Reproduce the data in full, exactly.

» Region pointing data
◆ ◆ ◆ ◆ ◆

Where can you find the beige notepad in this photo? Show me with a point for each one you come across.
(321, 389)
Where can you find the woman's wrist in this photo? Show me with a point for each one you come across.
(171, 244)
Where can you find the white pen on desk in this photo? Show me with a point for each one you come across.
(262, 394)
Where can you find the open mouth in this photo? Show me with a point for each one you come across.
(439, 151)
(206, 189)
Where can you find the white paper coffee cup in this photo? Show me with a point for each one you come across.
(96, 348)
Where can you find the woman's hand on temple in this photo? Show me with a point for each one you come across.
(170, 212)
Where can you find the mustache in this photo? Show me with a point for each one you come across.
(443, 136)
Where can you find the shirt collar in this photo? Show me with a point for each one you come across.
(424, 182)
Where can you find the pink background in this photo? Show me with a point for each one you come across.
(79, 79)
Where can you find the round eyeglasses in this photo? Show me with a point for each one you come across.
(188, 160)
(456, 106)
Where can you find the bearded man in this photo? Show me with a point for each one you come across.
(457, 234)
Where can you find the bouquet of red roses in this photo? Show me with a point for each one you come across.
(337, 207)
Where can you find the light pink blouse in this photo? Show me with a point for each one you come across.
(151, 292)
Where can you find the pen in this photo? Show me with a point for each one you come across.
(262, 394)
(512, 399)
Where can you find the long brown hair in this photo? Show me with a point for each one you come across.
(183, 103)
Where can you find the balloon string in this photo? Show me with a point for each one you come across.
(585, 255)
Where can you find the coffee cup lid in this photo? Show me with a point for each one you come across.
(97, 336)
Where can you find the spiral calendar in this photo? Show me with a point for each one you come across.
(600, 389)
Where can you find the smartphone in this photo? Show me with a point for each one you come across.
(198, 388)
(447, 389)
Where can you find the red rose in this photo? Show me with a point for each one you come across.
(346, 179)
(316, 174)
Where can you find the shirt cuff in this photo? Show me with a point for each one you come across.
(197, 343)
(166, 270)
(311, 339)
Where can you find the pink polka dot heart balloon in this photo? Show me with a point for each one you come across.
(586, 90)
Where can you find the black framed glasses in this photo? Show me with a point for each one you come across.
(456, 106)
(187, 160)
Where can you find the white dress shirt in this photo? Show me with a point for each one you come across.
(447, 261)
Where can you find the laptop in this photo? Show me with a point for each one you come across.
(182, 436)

◆ ◆ ◆ ◆ ◆

» Output
Where can you find the beige notepad in this photo? Show me with a point for each one you come across.
(321, 389)
Where can you find the woman's wrist in this photo? Show me with a point for each one you come across.
(171, 244)
Where can you find the white pen on desk in this photo? Show me with a point for each one you come across.
(262, 394)
Where can you find the open mouth in this photo? Show me with a point for each one you come across.
(439, 151)
(206, 189)
Where can you find the white paper coffee cup in this photo? Show me with a point for each one you come across.
(96, 348)
Where can you find the woman's hand on temple in this photo? Show me with a point for each one you come across.
(170, 212)
Where can you find the mustache in this photo? Show me with a point for each one you come across.
(443, 136)
Where can you find the shirt collar in this photo? Show me with a point for each one you come across.
(424, 182)
Where can you find the pink background in this photo? Show me with a point for each one you come across.
(79, 79)
Where can you find the round eyeglasses in this photo? Show me with a point for each one you come across.
(188, 160)
(456, 106)
Where can you find the bearded man in this photo? Show me with a point for each one you come across.
(457, 234)
Where can you find the bouquet of red roses in this photo? Show me with a point for each one you come across.
(337, 207)
Where can you find the light pink blouse in this photo? Show me with a point for each one you come across.
(151, 292)
Where can you find the pen in this photo? Show me with a point for each one you come across.
(262, 394)
(512, 399)
Where can you find the long brown hair in this photo? Show me with a point for each one you come across.
(183, 103)
Where can you find the balloon string in this photo? Show me with a point for each one you come across.
(585, 255)
Where can you find the coffee cup lid in this photo? Show me with a point for each one you come across.
(97, 336)
Where can you find the spiral calendar in this photo? Show me with a point for each one you come across.
(600, 389)
Where can you find the smartphone in this photo? Show me with a point for each one you come across.
(198, 388)
(447, 389)
Where can you find the red rose in this photo? Show me with a point for each one you come across.
(346, 179)
(316, 174)
Where can you find the shirt cuff in this photo? Show me with a point for each one you come across.
(197, 343)
(166, 270)
(311, 339)
Where can you find the pink polka dot heart balloon in this photo? Show me with a point for each one you come across.
(586, 90)
Where can you find the black framed glasses in this photo? Show me with a point for each one you come across.
(456, 106)
(187, 160)
Where can you find the white dress shirt in this photo? Show me with a point for each one you come across.
(447, 261)
Where can you find the laptop in this photo? Show me with a point for each one you come across.
(182, 436)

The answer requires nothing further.